Selected extract:
--- --- ---
Genesis 3:1 Now the serpent was more subtil than any beast of the field which the LORD God had made. And he said unto the woman, Yea, hath God said, Ye shall not eat of every tree of the garden?

From the very beginning, Satan has cast doubt on God’s word in man, and then moving from doubt to outright denial:

Genesis 3:4 And the serpent said unto the woman, Ye shall not surely die:

We see in Eve’s deception that Satan’s attack on God’s word begins with a seed of doubt, and then grows into open denial of God’s promises. Any such form of attack on God’s word, beginning with “Yea, hath God said,” must be instantly and completely rejected.

The Threat from Within: Manufacturing Defective Weaponry

2 Corinthians 2:17 For we are not as many, which corrupt the word of God: but as of sincerity, but as of God, in the sight of God speak we in Christ.

Satan’s outward attack on God’s word is not enough for him. His battle against truth continues:

2 Timothy 4:3-4 For the time will come when they will not endure sound doctrine; but after their own lusts shall they heap to themselves teachers, having itching ears; And they shall turn away their ears from the truth, and shall be turned unto fables.
--- --- ---
Provided information:
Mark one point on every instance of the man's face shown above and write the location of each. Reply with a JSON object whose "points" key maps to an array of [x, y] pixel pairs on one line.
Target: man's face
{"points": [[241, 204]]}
--- --- ---
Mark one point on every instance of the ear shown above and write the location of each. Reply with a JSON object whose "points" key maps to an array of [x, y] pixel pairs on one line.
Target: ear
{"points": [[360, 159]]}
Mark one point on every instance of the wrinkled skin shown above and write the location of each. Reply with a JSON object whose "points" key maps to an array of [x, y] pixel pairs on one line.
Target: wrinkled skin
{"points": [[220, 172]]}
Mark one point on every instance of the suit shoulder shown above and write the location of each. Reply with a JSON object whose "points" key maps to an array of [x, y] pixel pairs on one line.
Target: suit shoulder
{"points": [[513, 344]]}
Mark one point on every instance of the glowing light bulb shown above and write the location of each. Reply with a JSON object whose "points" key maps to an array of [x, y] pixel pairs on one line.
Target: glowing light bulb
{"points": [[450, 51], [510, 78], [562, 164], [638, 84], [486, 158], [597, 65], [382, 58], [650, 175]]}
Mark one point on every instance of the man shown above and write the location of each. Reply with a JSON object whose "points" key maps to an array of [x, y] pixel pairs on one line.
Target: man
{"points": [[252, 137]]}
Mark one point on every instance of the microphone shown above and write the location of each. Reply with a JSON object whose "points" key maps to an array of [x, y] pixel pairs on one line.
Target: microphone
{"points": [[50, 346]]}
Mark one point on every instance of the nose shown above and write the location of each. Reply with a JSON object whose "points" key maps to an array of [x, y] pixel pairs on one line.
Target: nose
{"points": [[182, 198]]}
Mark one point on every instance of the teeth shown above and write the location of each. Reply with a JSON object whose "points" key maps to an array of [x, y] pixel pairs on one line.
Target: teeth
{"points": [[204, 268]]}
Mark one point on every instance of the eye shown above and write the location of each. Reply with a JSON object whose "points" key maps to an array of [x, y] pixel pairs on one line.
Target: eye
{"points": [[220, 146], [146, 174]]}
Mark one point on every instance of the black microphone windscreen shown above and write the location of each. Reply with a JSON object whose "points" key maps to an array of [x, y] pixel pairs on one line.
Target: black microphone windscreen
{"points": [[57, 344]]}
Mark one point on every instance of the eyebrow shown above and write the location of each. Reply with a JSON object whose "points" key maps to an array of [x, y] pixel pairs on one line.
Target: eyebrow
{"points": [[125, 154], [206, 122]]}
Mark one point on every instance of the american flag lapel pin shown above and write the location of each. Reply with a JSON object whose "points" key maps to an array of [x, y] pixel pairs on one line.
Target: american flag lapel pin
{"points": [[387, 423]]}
--- --- ---
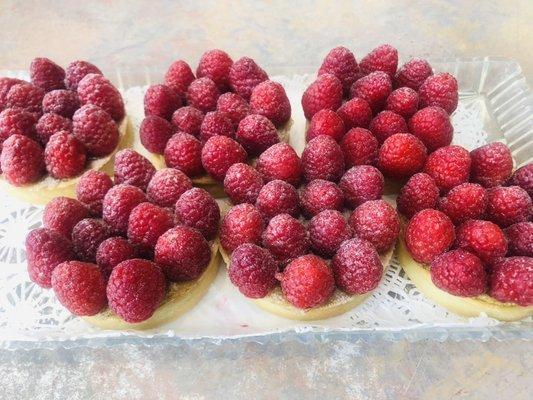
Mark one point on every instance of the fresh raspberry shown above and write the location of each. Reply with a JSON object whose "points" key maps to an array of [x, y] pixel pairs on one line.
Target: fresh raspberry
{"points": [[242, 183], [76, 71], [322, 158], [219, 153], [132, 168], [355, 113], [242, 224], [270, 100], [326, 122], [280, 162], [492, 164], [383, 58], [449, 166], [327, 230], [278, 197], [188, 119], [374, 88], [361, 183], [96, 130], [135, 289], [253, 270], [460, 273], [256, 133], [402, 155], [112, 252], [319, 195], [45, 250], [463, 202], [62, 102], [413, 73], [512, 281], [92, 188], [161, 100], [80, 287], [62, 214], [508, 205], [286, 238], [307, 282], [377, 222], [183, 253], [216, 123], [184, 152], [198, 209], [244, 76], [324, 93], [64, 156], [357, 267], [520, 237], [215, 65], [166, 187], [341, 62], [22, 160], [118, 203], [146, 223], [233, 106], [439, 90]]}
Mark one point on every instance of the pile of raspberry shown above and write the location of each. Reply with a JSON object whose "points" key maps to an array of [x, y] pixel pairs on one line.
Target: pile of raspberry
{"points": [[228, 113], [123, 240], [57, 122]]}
--- --- ---
Questions:
a - Shorten the paragraph of the commentary that begins "We see in Eve's deception" into two sentences, keeping its main points.
b - Return the words of the commentary from "2 Corinthians 2:17" up to and including "turned unto fables.", copied with no changes.
c - In the commentary's quote from 2 Timothy 4:3-4, what will people no longer endure?
Rely only on the commentary when answering.

Answers provided:
a - Eve's deception shows that Satan attacks God's word first with a seed of doubt, which then grows into open denial of God's promises. Any such attack that starts with "Yea, hath God said" must be rejected instantly and completely.

b -
2 Corinthians 2:17 For we are not as many, which corrupt the word of God: but as of sincerity, but as of God, in the sight of God speak we in Christ.

Satan’s outward attack on God’s word is not enough for him. His battle against truth continues:

2 Timothy 4:3-4 For the time will come when they will not endure sound doctrine; but after their own lusts shall they heap to themselves teachers, having itching ears; And they shall turn away their ears from the truth, and shall be turned unto fables.

c - Sound doctrine.